Advertorial

Hari Jadi Ke-126, BRI Bertransformasi dan Beri Makna bagi Indonesia

Kompas.com - 17/12/2021, 15:38 WIB

KOMPAS.com - PT Bank Rakyat Indonesia (Persero) Tbk atau BRI genap berusia 126 tahun pada Kamis (16/12/2021).

Sebagai salah satu bank kenamaan di Tanah Air, BRI secara konsisten berkarya memberi dampak bagi masyarakat dan perekonomian Indonesia.

BRI mengerahkan seluruh sumber dayanya untuk mendongkrak pemulihan ekonomi, terutama segmen usaha mikro kecil dan menengah (UMKM).

Upaya tersebut diiringi oleh sederet transformasi yang dilakukan BRI guna memperkuat lini bisnisnya.

Pada perayaan Hari Ulang Tahun (HUT) ke-126 BRI, Direktur Utama (Dirut) BRI Sunarso menyampaikan terima kasih pada seluruh Insan BRILian (pekerja BRI) atas semangat serta upayanya sehingga BRI berhasil mempertahankan kinerja positif di tengah pandemi Covid-19.

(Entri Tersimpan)
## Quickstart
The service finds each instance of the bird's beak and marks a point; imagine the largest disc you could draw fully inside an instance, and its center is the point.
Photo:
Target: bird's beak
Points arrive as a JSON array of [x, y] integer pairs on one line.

* * *

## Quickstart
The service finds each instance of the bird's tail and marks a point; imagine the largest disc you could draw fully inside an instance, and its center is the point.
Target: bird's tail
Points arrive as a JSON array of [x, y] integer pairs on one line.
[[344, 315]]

■ **Soal Latihan**
A. Tuliskan kembali tanpa perubahan bagian teks tentang hari jadi BRI yang diawali dengan "Kompas.com - 17/12/2021, 15:38" dan terus sampai "memperkuat lini bisnisnya.".
B. Menurut teks tentang hari jadi BRI, siapa nama Direktur Utama BRI?
C. Lanjutkan teks tentang hari jadi BRI mulai setelah kalimat terakhirnya.
Baris-baris tersebut tidak diperlukan dalam latihan ini.

■ **Jawaban Tertulis**
A.
Kompas.com - 17/12/2021, 15:38 WIB

KOMPAS.com - PT Bank Rakyat Indonesia (Persero) Tbk atau BRI genap berusia 126 tahun pada Kamis (16/12/2021).

Sebagai salah satu bank kenamaan di Tanah Air, BRI secara konsisten berkarya memberi dampak bagi masyarakat dan perekonomian Indonesia.

BRI mengerahkan seluruh sumber dayanya untuk mendongkrak pemulihan ekonomi, terutama segmen usaha mikro kecil dan menengah (UMKM).

Upaya tersebut diiringi oleh sederet transformasi yang dilakukan BRI guna memperkuat lini bisnisnya.

B. Sunarso.

C.
Sunarso pun turut memberikan apresiasi bagi Insan BRILian yang senantiasa bekerja dan mengawal proses transformasi BRI sejak 2016.

Untuk diketahui, perayaan HUT BRI tahun ini digelar secara virtual dengan dihadiri lebih dari 125.000 pekerja BRI di seluruh Indonesia.

“Transformasi ini kami susun dengan blueprint BRIvolution. Bayangkan, kami bisa mentransformasi digitalisasi dan culture, bahkan sebelum pandemi Covid-19 sehingga kami lebih siap menghadapi ‘tsunami’ Covid-19,” ujar Sunarso dalam siaran pers yang diterima Kompas.com, Jumat (17/12/2021).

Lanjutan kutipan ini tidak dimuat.